JOB: Starting at the beginning of the records and stopping after the line that contains "column 95, row 41", copy those lines with "backpack" changed to "rucksack" and everything else left as it is. Omit the pictures from your copy.

>>>

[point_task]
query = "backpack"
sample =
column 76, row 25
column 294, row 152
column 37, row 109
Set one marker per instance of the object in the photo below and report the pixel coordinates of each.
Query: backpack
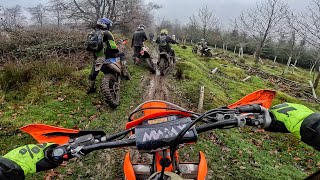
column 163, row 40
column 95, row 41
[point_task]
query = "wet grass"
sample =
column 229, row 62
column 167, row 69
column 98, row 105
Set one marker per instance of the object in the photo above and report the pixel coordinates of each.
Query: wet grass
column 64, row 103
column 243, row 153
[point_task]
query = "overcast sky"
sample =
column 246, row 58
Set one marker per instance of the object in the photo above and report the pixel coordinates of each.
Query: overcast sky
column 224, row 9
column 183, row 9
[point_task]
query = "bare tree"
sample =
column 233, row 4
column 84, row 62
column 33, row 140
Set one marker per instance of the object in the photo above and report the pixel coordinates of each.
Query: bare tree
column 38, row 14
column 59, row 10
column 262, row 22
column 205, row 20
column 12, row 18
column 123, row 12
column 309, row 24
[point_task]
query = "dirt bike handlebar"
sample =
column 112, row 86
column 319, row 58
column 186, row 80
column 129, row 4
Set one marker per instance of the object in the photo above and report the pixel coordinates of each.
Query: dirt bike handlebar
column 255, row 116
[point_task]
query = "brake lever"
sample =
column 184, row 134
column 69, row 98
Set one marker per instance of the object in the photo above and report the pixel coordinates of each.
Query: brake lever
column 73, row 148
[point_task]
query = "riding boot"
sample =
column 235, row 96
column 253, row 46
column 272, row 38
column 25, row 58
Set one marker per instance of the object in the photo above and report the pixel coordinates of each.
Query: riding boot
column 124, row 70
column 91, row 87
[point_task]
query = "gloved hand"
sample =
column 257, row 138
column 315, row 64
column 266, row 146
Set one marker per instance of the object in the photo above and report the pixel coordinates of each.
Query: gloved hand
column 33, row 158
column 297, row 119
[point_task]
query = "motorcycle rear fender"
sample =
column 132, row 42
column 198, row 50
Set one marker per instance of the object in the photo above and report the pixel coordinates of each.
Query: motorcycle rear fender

<<<

OUTPUT OF THE EXERCISE:
[point_task]
query = "rucksack"
sample =
column 76, row 25
column 294, row 152
column 37, row 109
Set one marker per instance of the object in the photo below and report the pixel coordinates of each.
Query: rucksack
column 163, row 40
column 95, row 41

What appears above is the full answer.